Exercise:
Locate each line in the entries below that contains the string "frame" and copy those lines out. Case counts when matching.

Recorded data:
## START

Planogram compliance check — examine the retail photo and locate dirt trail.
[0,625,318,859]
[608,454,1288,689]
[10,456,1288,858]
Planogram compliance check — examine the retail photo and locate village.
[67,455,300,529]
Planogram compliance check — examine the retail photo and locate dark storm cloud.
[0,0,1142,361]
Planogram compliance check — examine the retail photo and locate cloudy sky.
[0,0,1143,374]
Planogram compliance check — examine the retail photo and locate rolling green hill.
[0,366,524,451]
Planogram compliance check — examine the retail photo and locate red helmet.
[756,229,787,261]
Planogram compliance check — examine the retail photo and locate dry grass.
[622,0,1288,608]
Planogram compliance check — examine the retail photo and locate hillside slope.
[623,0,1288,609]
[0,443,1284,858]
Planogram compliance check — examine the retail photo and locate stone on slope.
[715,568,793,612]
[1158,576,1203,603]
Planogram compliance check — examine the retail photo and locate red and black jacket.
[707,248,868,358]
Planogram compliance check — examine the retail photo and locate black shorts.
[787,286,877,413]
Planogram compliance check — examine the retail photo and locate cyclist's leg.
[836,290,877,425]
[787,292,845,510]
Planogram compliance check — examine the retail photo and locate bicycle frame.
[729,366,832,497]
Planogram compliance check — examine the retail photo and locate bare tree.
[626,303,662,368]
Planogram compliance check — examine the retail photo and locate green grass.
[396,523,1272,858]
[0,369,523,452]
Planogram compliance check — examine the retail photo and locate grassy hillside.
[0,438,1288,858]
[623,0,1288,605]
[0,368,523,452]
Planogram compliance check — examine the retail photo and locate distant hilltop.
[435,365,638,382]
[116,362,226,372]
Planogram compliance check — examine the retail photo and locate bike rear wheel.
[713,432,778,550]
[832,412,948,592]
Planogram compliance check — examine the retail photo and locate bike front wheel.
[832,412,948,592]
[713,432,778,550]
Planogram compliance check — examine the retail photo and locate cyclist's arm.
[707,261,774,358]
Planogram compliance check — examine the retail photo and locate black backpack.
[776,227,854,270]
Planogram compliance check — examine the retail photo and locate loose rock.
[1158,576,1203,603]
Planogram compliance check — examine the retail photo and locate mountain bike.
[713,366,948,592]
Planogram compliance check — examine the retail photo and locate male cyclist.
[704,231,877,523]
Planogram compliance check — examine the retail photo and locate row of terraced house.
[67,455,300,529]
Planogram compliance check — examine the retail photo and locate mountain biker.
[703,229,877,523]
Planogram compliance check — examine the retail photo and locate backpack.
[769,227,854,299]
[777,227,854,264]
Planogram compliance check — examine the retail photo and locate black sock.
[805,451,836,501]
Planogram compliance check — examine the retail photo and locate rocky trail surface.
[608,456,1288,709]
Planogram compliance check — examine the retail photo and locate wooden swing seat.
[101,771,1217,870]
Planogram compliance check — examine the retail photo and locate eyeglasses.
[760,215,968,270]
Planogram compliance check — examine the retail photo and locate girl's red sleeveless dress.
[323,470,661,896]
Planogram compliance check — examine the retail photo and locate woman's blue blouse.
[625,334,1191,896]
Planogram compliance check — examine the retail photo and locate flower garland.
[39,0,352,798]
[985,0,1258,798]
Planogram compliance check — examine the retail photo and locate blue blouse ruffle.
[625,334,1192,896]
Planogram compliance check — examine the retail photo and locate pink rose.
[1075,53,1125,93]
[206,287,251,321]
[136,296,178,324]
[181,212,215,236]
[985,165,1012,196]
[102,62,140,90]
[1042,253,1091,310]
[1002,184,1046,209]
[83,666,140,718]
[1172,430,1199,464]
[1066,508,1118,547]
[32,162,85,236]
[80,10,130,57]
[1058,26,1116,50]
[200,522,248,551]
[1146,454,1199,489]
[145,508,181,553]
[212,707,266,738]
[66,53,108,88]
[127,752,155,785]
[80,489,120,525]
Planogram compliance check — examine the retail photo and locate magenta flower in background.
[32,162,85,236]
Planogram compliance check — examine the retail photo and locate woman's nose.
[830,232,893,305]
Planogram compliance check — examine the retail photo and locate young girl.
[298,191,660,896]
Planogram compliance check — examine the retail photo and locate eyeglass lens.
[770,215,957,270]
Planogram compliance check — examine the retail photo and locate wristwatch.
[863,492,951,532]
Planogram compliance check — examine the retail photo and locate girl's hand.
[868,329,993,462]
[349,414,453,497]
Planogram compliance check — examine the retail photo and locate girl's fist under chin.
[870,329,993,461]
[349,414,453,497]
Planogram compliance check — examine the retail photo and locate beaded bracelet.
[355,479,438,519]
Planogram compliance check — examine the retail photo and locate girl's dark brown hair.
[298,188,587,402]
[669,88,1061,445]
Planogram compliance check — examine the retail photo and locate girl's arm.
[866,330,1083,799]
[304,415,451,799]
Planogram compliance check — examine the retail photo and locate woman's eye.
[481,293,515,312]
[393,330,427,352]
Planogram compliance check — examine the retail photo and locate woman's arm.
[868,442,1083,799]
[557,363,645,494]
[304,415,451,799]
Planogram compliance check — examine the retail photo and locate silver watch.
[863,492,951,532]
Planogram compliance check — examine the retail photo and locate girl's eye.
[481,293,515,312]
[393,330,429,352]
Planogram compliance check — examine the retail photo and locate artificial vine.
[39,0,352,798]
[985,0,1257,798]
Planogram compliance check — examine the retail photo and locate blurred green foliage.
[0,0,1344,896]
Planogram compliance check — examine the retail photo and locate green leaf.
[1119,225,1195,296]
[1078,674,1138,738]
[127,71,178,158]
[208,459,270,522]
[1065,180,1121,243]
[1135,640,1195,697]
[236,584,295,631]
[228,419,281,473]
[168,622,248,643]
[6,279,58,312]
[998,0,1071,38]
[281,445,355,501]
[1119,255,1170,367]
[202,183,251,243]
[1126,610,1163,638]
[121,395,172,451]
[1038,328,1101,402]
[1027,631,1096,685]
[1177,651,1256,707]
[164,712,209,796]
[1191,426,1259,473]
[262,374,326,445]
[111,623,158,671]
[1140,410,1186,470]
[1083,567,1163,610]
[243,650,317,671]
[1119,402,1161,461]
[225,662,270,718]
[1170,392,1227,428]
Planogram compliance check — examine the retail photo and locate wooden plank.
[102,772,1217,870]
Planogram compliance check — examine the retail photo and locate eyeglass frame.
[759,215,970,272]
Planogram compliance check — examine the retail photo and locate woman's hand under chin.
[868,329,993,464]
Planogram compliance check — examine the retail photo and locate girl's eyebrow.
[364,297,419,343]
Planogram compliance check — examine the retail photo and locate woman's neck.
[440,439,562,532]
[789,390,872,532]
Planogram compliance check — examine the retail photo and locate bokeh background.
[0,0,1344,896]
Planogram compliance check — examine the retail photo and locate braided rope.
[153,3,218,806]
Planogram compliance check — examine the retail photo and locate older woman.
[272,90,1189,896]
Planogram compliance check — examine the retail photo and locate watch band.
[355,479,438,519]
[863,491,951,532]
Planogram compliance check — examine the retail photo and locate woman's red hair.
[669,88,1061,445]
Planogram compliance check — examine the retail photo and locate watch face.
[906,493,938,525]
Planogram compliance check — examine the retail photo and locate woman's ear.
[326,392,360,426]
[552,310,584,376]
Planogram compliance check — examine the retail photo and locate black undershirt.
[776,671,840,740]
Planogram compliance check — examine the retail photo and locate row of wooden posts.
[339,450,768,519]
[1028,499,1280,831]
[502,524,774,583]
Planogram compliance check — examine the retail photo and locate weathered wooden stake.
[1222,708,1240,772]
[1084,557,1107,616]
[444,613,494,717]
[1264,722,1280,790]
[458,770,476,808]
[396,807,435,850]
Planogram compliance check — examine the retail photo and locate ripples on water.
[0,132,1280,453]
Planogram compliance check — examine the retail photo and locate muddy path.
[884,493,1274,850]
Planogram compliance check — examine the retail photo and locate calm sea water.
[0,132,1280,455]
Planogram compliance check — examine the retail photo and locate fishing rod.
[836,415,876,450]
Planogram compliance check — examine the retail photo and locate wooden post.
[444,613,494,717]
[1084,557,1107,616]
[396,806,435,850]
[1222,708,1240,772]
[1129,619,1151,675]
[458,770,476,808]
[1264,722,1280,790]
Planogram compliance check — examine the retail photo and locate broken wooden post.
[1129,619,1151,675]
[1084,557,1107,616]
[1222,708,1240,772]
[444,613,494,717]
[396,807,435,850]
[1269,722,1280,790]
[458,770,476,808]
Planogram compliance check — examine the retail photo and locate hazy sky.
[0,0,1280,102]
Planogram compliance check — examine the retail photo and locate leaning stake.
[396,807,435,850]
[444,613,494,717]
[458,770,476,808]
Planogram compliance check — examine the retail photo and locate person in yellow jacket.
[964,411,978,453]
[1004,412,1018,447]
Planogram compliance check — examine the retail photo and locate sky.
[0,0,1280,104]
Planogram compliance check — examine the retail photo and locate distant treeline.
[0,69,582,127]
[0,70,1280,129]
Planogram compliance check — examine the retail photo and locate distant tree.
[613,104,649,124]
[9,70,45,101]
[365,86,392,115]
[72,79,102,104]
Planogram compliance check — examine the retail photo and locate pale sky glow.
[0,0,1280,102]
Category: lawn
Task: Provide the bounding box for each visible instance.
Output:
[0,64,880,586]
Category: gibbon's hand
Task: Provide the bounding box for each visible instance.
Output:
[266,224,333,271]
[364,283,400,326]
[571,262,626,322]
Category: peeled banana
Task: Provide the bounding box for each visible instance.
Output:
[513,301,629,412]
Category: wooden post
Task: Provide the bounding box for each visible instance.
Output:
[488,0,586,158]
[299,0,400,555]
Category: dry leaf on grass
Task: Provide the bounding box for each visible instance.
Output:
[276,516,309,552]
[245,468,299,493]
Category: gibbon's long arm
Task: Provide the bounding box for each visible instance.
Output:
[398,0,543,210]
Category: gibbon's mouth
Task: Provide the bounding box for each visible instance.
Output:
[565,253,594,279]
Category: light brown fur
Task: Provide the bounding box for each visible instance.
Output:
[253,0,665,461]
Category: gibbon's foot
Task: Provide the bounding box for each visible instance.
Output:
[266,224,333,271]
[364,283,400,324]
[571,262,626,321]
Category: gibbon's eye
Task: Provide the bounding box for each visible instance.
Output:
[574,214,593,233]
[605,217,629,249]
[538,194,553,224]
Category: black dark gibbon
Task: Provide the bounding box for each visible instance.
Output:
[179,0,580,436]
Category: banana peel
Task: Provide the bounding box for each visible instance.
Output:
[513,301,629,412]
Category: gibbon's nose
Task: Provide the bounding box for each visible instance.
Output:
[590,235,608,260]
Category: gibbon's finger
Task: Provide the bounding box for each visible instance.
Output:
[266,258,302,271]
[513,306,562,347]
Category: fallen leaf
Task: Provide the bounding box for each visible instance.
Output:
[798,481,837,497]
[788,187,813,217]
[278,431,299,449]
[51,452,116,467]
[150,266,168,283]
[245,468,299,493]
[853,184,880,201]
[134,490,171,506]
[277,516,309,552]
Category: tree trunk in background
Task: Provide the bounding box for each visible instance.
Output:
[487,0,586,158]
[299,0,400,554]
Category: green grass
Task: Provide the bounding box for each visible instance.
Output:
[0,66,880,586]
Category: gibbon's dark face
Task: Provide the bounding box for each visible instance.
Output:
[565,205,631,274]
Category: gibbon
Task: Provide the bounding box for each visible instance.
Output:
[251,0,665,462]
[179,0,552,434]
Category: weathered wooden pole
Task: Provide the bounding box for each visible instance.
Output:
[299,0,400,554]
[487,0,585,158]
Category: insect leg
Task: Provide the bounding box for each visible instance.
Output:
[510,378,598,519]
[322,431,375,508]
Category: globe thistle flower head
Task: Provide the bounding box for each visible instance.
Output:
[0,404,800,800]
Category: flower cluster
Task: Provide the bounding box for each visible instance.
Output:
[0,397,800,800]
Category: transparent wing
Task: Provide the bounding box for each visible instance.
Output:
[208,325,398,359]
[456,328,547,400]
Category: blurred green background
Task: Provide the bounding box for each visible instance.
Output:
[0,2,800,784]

## END

Exercise output:
Planogram compliance check — examine the retail photo and locate bicycle frame.
Planogram compliance check — examine the retail photo and locate eyeglass frame.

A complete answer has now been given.